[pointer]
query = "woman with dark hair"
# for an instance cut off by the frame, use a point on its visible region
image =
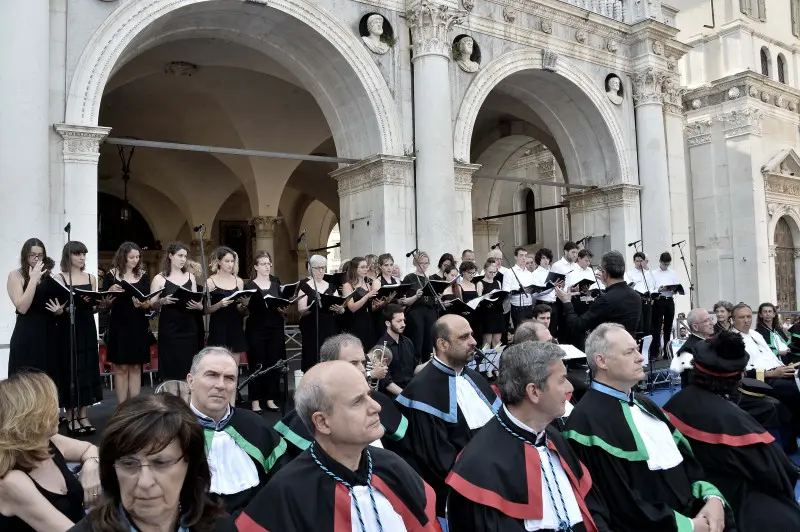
(768, 325)
(128, 338)
(265, 335)
(154, 472)
(33, 340)
(88, 388)
(226, 321)
(177, 327)
(361, 322)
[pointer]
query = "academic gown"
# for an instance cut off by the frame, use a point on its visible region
(303, 498)
(439, 430)
(740, 458)
(261, 443)
(497, 483)
(394, 424)
(603, 435)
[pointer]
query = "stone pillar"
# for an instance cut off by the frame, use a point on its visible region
(81, 154)
(265, 233)
(651, 146)
(376, 206)
(24, 161)
(430, 24)
(463, 206)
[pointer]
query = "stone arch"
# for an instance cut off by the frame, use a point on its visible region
(618, 168)
(375, 108)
● ● ● ●
TO BE DONE :: Copy every one of the records above line for line, leaving out any pictures.

ANSWER TO THIS EXERCISE ::
[pointer]
query = "woman with dark hair"
# for an instance cut off by the frame, use a point on its visible region
image =
(768, 325)
(128, 338)
(265, 335)
(154, 472)
(33, 340)
(88, 388)
(226, 321)
(177, 327)
(361, 322)
[pointer]
query = "academic gown"
# for an instance cut off by the frame, use a point on its visible region
(303, 498)
(439, 430)
(740, 458)
(261, 443)
(497, 483)
(394, 424)
(603, 435)
[pointer]
query = "stone pillar"
# for an instance cut off by the frame, use a point on its visible region
(81, 154)
(265, 233)
(651, 146)
(376, 206)
(24, 161)
(430, 24)
(463, 206)
[pointer]
query = "stone arch"
# for an instance cut off by the frame, use a point on its visible region
(618, 168)
(375, 108)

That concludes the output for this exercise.